Start of Block

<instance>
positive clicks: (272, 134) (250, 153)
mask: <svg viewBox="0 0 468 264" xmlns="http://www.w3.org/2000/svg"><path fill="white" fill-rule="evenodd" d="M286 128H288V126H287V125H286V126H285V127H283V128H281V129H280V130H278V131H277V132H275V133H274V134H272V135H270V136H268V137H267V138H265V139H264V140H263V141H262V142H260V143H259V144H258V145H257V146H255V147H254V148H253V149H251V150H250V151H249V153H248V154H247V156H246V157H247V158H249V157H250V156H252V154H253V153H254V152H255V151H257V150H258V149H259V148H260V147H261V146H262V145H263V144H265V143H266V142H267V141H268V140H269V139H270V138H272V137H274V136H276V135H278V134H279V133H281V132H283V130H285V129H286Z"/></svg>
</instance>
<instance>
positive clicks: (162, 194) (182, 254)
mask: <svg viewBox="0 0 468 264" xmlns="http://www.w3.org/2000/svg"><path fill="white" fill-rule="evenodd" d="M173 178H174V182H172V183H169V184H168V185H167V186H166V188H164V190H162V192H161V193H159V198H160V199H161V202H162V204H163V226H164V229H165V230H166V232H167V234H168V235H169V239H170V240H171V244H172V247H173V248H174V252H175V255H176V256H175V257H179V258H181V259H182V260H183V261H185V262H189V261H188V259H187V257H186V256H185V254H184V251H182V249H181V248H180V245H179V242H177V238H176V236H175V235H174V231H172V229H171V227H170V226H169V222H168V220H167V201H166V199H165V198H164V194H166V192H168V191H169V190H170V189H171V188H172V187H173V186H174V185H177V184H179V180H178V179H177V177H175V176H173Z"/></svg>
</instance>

End of Block

How many lines in the rows above contain the string "evenodd", matching case exactly? Reply with the number alone.

REPLY:
2